- Excerpt -
————

In today’s Data Wrangling tutorial we’ll show how to use Python to sum all or specific rows of a DataFrame in Pandas. Across the different examples of the tutorial we will use the DataFrame.sum() method along some useful parameters.
Data Preparation
Let’s start by importing the Pandas library into our Python development environment and define some example data
import pandas as pd
# load a csv file into your DataFrame.
inter_df = pd.read_csv('interviews.csv')
print (inter_df .head())
Here is our DataFrame header:
language | first_interview | second_interview | |
---|---|---|---|
1 | Kotlin | 89.0 | 83.0 |
2 | Java | 84.0 | 83.0 |
3 | C# | 82.0 | 79.0 |
4 | VisualBasic | 82.0 | 79. |
Sum all rows in a Python DataFrame
We’ll start by the simple case in which we just need to summarize all rows in a DF column.
# rows
inter_df.sum(axis=0)
The parameters axis=0 is aimed at aggregating the rows. Alternatively axis=1 is used to sum the table columns. We’ll receive the following series:
language KotlinJavaC#VisualBasic first_interview 337.0 second_interview 324.0 dtype: object
If we would like to avoid the concatenation of the non numeric values in the row, we’ll just need to use the numeric_only=True parameter.
inter_df.sum(axis=0, numeric_only=True)
Resulting in:
first_interview 337.0
second_interview 324.0
dtype: float64
Aggregate multiple specific rows based on conditions
In this case we would like to sum rows in which the data values meet a specific condition.
# pandas sum rows based on conditions
filt = inter_df['first_interview'] > 85
inter_df.loc[filt].sum(axis=0, numeric_only=True)
The result will be:
language Kotlin first_interview 89.0 second_interview 83.0 dtype: object
Sum Pandas rows with same value (by column values) with Pandas
In this case we’ll use brackets notation:
filt = inter_df['first_interview'] == 89
inter_df[filt].sum(axis=0, numeric_only=True)
Sum rows based on index value
In this example we’ll use the iloc indexer to filter out the first rows and then summarize them.
# first two rows
inter_df.iloc[0:2].sum(axis=0, numeric_only=True)
And the resulting series:
first_interview 173.0 second_interview 166.0 dtype: float64
Aggregate pandas DataFrame columns by row
You might want to sum across all numeric columns of your DataFrame. If so, you can use the following code:
inter_df['total'] = inter_df.sum(axis=1, numeric_only= True)

————

- Work to complete -
According to the Pandas tutorial above, which parameter keeps the non-numeric values from being concatenated when summing rows?

Image annotation data:

————

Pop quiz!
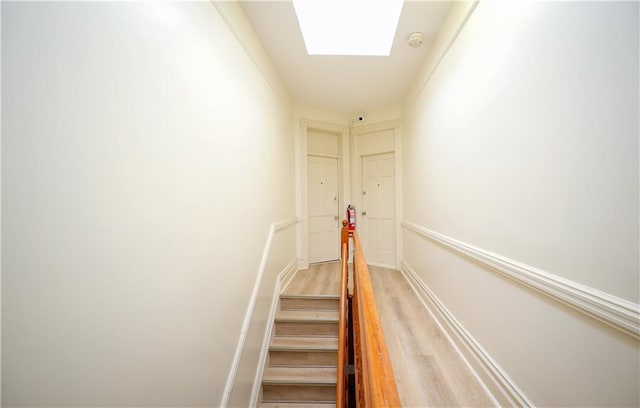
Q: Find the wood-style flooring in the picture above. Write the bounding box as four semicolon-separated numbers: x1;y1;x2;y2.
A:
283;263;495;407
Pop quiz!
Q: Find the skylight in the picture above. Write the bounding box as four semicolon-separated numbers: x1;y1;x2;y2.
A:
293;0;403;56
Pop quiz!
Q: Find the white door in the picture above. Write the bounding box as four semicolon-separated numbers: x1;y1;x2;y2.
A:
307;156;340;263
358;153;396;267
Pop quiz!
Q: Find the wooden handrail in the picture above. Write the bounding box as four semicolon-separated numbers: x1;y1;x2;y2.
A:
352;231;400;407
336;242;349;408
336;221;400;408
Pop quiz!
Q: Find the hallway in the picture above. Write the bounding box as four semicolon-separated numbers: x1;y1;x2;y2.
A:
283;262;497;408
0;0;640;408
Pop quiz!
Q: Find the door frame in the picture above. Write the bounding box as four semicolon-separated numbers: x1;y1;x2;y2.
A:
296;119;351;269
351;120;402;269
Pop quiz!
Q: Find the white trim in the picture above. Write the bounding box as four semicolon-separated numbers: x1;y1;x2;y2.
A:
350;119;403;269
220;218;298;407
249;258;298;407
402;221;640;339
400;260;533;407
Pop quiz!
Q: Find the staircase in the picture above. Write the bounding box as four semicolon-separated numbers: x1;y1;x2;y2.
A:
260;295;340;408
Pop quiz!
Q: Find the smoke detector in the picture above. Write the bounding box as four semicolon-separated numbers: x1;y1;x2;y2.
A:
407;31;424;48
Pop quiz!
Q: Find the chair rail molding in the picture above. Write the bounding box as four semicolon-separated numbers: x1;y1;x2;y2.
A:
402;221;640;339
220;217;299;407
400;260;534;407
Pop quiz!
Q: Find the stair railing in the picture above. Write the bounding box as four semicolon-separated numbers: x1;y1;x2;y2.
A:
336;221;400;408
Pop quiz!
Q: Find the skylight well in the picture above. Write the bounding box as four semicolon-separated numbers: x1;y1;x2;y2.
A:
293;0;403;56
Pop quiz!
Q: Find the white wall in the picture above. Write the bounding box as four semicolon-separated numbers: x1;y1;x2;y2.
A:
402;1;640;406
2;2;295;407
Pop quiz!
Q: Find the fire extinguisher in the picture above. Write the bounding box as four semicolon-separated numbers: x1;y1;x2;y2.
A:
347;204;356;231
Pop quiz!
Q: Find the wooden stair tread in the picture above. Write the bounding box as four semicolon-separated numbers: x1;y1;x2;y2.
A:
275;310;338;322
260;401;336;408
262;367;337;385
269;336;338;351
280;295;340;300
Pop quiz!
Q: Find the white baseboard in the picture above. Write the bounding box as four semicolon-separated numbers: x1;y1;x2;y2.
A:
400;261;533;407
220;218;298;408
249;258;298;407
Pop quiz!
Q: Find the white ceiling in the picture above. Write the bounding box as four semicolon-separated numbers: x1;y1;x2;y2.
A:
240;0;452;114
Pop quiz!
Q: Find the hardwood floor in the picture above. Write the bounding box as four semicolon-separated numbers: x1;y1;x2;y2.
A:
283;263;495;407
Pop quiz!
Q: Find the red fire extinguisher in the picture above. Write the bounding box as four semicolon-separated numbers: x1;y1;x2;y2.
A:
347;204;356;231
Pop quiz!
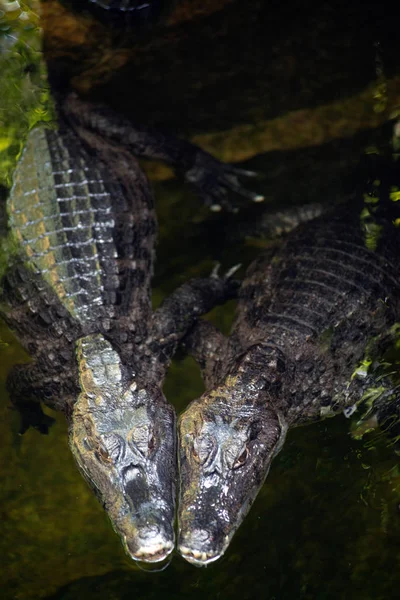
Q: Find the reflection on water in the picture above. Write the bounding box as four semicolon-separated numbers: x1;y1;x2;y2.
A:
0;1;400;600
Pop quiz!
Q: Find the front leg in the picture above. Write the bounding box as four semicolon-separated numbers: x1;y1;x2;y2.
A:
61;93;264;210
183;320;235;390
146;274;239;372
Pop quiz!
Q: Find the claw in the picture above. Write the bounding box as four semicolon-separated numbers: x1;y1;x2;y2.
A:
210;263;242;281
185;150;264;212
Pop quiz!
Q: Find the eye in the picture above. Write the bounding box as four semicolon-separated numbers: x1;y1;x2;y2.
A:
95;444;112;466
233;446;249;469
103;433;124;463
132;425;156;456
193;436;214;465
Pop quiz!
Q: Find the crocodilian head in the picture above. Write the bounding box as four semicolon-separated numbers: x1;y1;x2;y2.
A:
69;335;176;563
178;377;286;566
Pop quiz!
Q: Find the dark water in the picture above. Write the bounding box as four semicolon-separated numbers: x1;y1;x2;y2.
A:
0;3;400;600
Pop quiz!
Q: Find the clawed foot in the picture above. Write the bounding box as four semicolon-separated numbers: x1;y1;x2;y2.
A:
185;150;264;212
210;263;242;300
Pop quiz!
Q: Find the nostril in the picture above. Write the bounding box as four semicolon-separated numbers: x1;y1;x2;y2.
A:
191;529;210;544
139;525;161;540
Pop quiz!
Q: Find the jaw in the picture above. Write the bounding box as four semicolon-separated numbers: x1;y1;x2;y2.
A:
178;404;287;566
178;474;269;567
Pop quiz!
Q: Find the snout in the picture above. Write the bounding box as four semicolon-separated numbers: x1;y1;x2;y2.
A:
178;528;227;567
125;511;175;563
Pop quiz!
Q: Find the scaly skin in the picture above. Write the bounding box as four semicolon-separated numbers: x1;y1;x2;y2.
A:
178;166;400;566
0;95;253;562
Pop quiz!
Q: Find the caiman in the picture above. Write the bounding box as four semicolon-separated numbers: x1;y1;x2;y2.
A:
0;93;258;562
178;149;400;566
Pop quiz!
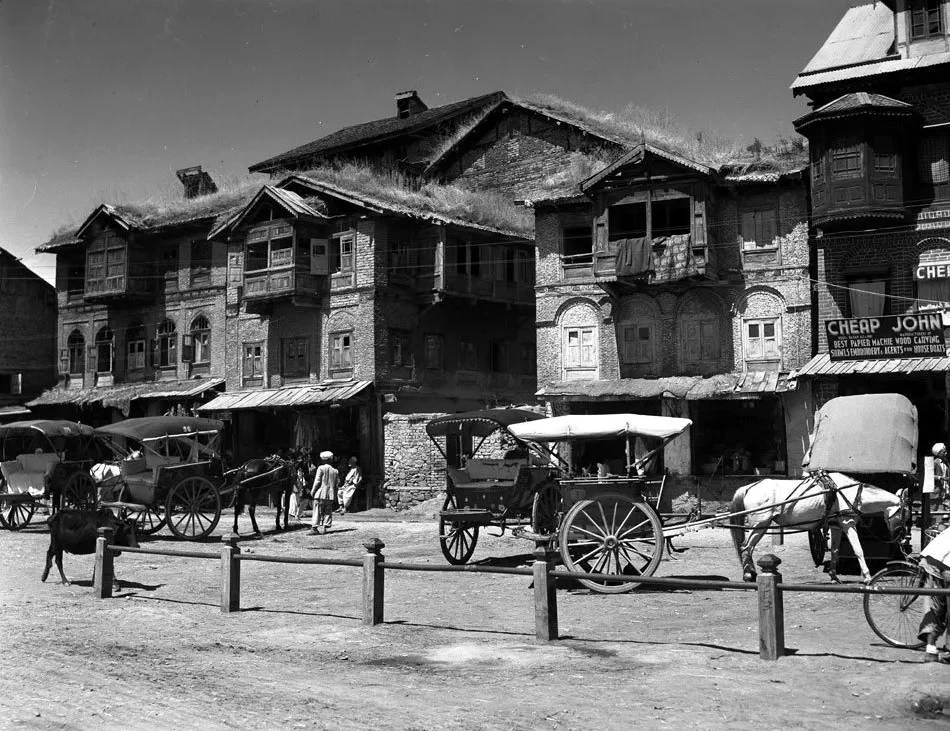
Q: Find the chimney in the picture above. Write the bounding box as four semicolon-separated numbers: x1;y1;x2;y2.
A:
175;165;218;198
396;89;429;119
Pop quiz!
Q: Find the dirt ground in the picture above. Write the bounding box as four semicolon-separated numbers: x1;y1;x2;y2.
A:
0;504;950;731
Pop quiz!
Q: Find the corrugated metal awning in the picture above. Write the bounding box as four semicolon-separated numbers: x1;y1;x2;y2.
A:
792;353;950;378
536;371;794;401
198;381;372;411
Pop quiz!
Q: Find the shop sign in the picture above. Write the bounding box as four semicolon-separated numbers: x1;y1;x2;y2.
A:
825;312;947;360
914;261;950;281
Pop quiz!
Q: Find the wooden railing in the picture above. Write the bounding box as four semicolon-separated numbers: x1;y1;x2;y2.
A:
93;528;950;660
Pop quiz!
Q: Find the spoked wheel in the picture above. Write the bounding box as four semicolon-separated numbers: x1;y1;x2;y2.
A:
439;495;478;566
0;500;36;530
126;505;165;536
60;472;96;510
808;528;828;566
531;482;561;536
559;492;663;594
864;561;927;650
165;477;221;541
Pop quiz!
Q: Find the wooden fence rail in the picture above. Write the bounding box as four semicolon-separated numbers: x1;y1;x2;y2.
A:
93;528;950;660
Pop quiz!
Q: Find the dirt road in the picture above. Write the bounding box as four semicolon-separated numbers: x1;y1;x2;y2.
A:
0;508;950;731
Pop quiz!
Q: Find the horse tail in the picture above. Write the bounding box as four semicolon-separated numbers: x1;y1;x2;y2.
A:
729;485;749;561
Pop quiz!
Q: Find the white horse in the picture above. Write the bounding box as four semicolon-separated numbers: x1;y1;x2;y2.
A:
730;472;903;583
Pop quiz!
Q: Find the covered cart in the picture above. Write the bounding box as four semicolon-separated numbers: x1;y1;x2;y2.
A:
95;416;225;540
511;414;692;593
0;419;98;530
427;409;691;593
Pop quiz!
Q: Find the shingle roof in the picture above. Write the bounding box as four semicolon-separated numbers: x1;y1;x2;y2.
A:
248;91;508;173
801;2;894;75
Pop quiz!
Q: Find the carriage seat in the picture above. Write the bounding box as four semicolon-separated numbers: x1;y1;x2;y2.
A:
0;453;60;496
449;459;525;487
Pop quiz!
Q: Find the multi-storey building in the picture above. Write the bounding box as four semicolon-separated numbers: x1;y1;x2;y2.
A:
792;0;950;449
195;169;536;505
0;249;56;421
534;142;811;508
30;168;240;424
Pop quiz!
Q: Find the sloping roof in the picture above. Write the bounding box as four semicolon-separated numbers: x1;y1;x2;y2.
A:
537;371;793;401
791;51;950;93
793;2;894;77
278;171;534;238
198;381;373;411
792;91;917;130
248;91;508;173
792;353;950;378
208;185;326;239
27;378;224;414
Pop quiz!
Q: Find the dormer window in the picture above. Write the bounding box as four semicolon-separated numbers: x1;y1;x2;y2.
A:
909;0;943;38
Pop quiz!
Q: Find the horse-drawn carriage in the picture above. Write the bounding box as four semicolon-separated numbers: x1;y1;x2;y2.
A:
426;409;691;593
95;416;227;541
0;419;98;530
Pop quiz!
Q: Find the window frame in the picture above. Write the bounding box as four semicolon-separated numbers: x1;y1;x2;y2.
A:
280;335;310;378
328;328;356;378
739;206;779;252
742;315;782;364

————

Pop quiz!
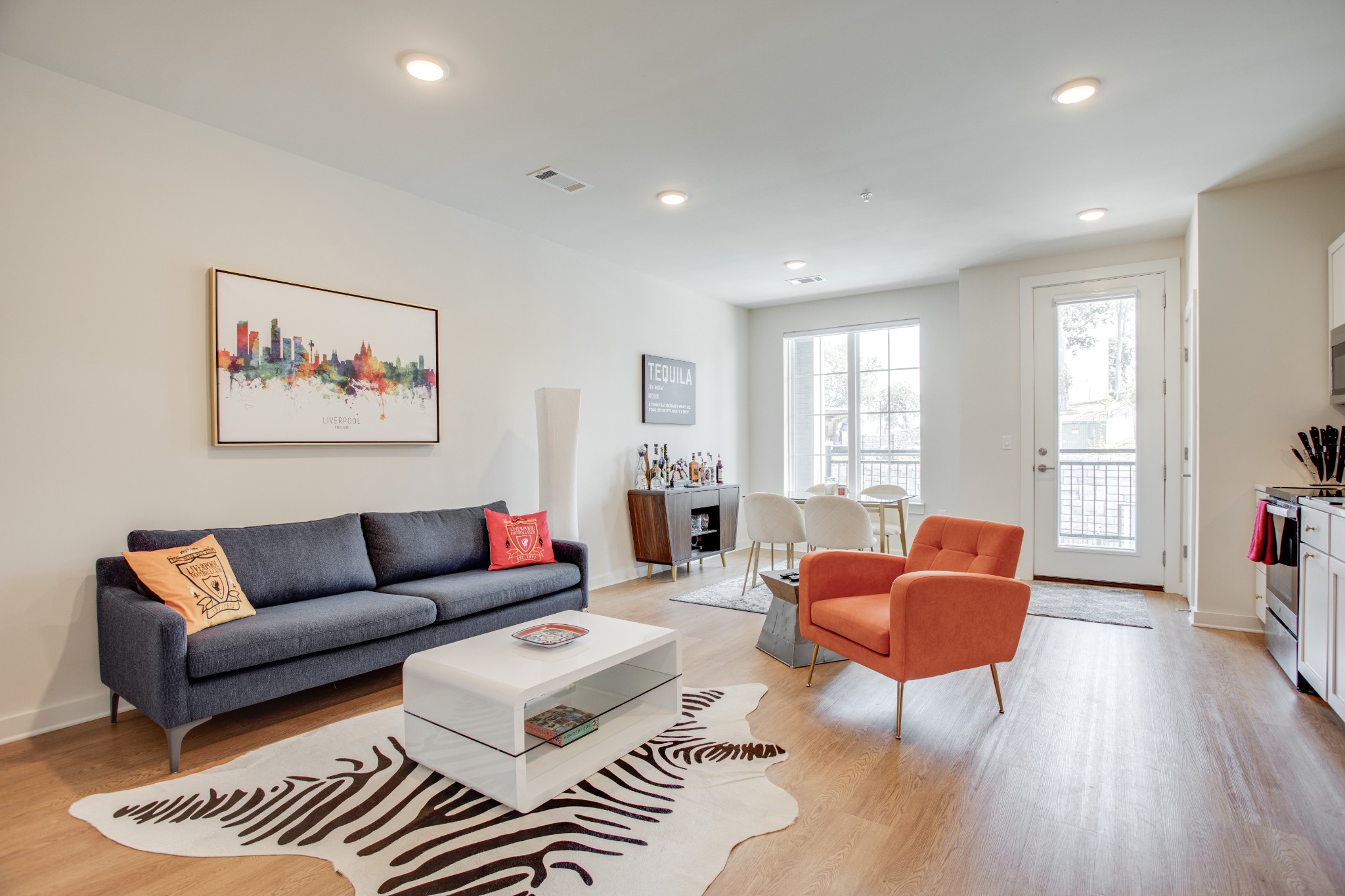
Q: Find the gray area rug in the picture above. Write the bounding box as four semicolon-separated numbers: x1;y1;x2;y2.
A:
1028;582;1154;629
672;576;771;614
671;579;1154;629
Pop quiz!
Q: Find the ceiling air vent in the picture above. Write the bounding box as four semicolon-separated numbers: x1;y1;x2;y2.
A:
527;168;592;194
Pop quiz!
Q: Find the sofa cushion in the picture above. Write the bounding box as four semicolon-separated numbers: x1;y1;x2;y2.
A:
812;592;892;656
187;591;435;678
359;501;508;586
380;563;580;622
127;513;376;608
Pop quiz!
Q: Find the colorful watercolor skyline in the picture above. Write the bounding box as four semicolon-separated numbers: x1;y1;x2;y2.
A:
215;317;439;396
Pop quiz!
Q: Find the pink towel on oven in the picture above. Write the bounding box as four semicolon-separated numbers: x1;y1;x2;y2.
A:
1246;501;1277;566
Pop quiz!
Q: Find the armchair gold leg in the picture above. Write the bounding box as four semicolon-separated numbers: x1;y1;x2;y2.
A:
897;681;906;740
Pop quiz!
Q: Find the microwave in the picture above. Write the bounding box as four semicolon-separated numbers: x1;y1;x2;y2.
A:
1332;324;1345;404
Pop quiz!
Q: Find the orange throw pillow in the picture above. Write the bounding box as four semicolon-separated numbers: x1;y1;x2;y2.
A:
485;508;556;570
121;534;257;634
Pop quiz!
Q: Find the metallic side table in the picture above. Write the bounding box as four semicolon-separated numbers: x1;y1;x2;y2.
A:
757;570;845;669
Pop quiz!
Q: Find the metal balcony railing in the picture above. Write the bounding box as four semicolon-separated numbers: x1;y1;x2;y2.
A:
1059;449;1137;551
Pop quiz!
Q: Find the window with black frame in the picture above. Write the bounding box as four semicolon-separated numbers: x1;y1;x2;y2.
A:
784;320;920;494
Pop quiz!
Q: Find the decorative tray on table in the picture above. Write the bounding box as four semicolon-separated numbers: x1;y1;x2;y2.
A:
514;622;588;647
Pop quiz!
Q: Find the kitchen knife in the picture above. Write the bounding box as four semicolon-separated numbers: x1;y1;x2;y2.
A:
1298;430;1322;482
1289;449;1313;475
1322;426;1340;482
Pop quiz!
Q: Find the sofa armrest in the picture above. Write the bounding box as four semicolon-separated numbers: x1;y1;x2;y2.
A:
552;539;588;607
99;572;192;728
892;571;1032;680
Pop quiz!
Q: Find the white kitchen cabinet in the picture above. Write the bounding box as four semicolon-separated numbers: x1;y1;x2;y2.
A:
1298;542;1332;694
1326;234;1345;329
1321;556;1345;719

————

- Written response -
numeric_only=True